### Given text

· · ·

Because Grady's complaint states a violation of federal
rights, we turn to the question of whether Grady has met his burden
on summary judgment of showing that Luehrs' conduct does not
entitled her to qualified immunity. See Chrissy F. v. Mississippi
Dep't of Public Welfare,
925 F.2d 844, 851 (5th Cir. 1991)(holding
that plaintiff bears the burden of negating the qualified immunity
defense). On summary judgment, the nonmoving party who bears the
burden of proof on an issue may not rely upon his pleadings, but
must present evidence to show a genuine issue of fact. Celotex
Corp. v. Catrett,
477 U.S. 317, 324,
106 S. Ct. 2548, 2553 (1986).
Grady points to affidavits in the record to show an issue regarding
whether Luehrs retaliated against Grady for his speech. Michael
Faupel's affidavit states Grady and Canuteson argued concerning
Grady's reserve membership and the Persian Gulf war. During this
argument, Faupel states, Canuteson told Grady that Canuteson and
Luehrs could "get rid of Mr. Grady." Although other testimony that
Luehrs disliked Grady personally and his membership in the reserves
does not support the First Amendment claim, Faupel's testimony
creates an issue of fact precluding summary judgment.
An official is entitled to qualified immunity unless her
conduct violated clearly established federal rights. Harlow v.

· · ·

### Objectives
[A] In the court opinion excerpt, what does Faupel say Canuteson told Grady that Canuteson and Luehrs could do?
[B] Extract the passage of the court opinion excerpt that starts at "Grady points to" and ends at "rights. Harlow v.", copying it word for word.

### Available data
· · ·

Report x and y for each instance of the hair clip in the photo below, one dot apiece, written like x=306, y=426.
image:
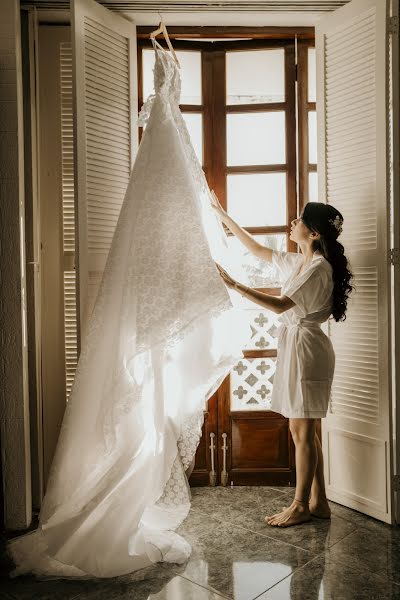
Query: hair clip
x=337, y=223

· · ·

### Complete answers
[A] Canuteson told Grady that he and Luehrs could "get rid of Mr. Grady."

[B]
Grady points to affidavits in the record to show an issue regarding
whether Luehrs retaliated against Grady for his speech. Michael
Faupel's affidavit states Grady and Canuteson argued concerning
Grady's reserve membership and the Persian Gulf war. During this
argument, Faupel states, Canuteson told Grady that Canuteson and
Luehrs could "get rid of Mr. Grady." Although other testimony that
Luehrs disliked Grady personally and his membership in the reserves
does not support the First Amendment claim, Faupel's testimony
creates an issue of fact precluding summary judgment.
An official is entitled to qualified immunity unless her
conduct violated clearly established federal rights. Harlow v.